▶ Tugas yang Diberikan 1
Sajikan baris-baris catatan di bawah, mulai dari baris yang memuat "Find all occurrences of blue suit jacket." hingga baris terakhir catatan, sebagai daftar JSON berisi string dengan satu string untuk setiap baris dan tanpa baris kosong.

▶ Teks Hasil Ekstraksi

Polemik UU Pensiun di Perancis, Pekerja Terus Berunjuk Rasa
Perancis mengkhawatirkan defisit anggaran karena meningkatnya jumlah penduduk lansia. Akan tetapi, para pekerja menolak masa kerja ditambah.
Oleh
LARASWATI ARIADNE ANWAR
·4 menit baca
AFP/LUDOVIC MARIN
Presiden Perancis Emmanuel Macron berpidato pada sidang Majelis Umum Perserikatan Bangsa-Bangsa di New York, Amerikat Serikat, 20 September 2022.
PARIS, KAMIS — Serikat pekerja di Perancis memperkirakan, setidaknya ada 3,5 juta pekerja yang mogok kerja dan mengikuti unjuk rasa yang sudah berlangsung dalam dua bulan terakhir ini di seantero negara tersebut. Mereka menolak undang-undang terbaru yang menaikkan umur pensiun dari 62 tahun menjadi 64 tahun. Pemerintah Perancis mengatakan, langkah penaikan usia pensiun itu diambil demi mencegah defisit anggaran negara sepuluh tahun ke depan.

▶ Data untuk Diproses
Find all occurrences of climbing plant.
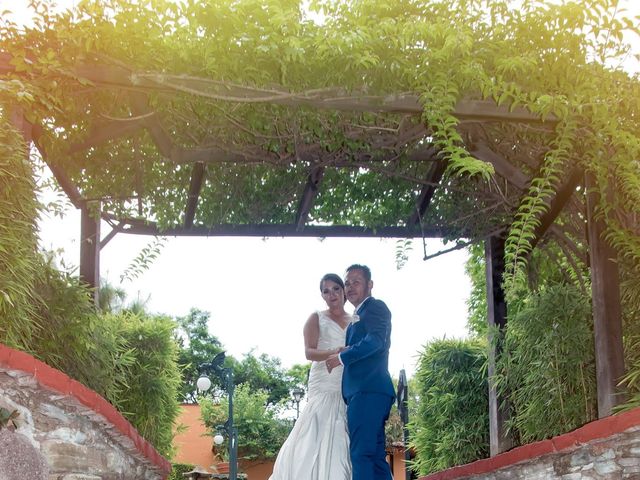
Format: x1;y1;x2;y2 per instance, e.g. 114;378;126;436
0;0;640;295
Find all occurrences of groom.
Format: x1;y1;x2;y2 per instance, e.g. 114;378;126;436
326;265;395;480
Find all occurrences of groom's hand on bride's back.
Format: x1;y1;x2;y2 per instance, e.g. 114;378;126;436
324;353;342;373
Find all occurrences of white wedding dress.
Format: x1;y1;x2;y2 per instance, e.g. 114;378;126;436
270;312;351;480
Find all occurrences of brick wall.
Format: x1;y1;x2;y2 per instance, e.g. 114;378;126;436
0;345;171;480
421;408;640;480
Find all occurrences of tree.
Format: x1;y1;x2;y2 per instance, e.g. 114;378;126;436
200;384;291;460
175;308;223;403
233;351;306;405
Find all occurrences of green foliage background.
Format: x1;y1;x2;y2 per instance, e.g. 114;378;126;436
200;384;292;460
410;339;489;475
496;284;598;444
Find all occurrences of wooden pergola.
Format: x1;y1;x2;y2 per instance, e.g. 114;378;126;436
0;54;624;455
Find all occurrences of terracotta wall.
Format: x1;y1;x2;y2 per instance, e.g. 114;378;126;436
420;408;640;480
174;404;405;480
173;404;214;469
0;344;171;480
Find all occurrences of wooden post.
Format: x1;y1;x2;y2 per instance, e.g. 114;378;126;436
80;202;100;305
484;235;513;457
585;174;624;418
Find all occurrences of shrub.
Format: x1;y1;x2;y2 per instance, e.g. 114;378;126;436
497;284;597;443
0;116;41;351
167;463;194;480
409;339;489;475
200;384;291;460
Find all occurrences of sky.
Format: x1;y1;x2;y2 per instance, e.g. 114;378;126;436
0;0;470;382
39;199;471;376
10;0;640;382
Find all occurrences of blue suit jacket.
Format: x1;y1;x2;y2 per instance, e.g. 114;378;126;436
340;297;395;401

▶ Tugas yang Diberikan 2
Teruskan berita tentang unjuk rasa penolakan undang-undang pensiun di Perancis, dimulai setelah kalimat terakhirnya.

▶ Jawaban Tertulis 1
[
  "Find all occurrences of blue suit jacket.",
  "Format: x1;y1;x2;y2 per instance, e.g. 114;378;126;436",
  "340;297;395;401"
]

▶ Jawaban Tertulis 2
”Memangnya Anda pikir saya senang dengan keputusan ini? Ini keputusan yang sulit dan tidak populer, tetapi harus kita ambil karena jika dibiarkan berlarut-larut akan semakin gawat,” kata Presiden Perancis Emmanuel Macron dalam wawancara dengan stasiun televisi TF1 dan France2, Rabu (22/3/2023) malam waktu setempat atau Kamis (23/3/2023) pagi waktu Indonesia.
Macron bersikukuh, penting bagi negara untuk segera mengesahkan Undang-Undang Reformasi Pensiun. Pemerintahan eksekutif telah mengegolkan UU itu di parlemen dengan memakai pasal 49:3 dalam Undang-Undang Dasar Perancis. Ini adalah hak istimewa eksekutif untuk mengesahkan suatu aturan meskipun kalah suara di legislatif.
UU Pensiun ini masih harus dibahas di Mahkamah Konstitusi Perancis. Pemerintahan Macron juga lolos dari dua kali mosi tidak percaya dalam dua pekan ini. Mosi terakhir menyasar Perdana Menteri Elisabeth Borne. Oposisi dan serikat pekerja mengecam serta menolak UU Pensiun tersebut karena dianggap tidak adil.
”Saya memahami banyak yang merasa dirugikan. Kenapa rakyat yang menanggung beban, sementara perusahaan mengeruk untung? Percayalah, pemerintah akan memastikan semua perusahaan berkontribusi ke dalam sistem kesejahteraan sosial,” kata Macron.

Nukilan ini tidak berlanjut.